> [Excerpt]:
========

I have a csv with 70 columns. The 60th column contains a value which decides wether the record is valid or invalid. If the 60th column has 0, 1, 6 or 7 it's valid. If it contains any other value then its invalid.
I realised that this functionality wasn't possible relying completely on changing property's of processors in Apache NiFi. Therfore I decided to use the executeScript processor and added this python code as the text body.
import csv
valid =0
invalid =0
total =0
file2 = open("invalid.csv","w")
file1 = open("valid.csv","w")
with open('/Users/himsaragallage/Desktop/redder/Regexo_2019101812750.dat.csv') as f:
r = csv.reader(f)
for row in f:
# print row[1]
total +=1
if row[59] == "0" or row[59] == "1" or row[59] == "6" or row[59] == "7":
valid +=1
file1.write(row)
else:
invalid += 1
file2.write(row)
file1.close()
file2.close()
print("Total : " + str(total))
print("Valid : " + str(valid))
print("Invalid : " + str(invalid))

========

> [Material]:
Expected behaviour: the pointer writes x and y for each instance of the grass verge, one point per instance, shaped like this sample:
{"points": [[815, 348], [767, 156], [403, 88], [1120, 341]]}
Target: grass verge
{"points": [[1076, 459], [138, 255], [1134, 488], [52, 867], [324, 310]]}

========

> [Tasks and exercises]:
• a. In the post about filtering a CSV in Apache NiFi, which values in the 60th column make a record valid?
• b. Extend the forum post about filtering CSV records with Apache NiFi, picking up right after its final print statement.

> [Outputs by task]:
• a. 0, 1, 6 or 7

• b.
I have no idea how to use a session and code within the executeScript processor as shown in this question. So I just wrote a simple python code and directed the valid and invalid data to different files. This approach I have used has many limitations.
- I want to be able to dynamically process csv's with different filenames.
- The csv which the invalid data is sent to, must also have the same filename as the input csv.
- There would be around 20 csv's in my
redderfolder. All of them must be processed in one go.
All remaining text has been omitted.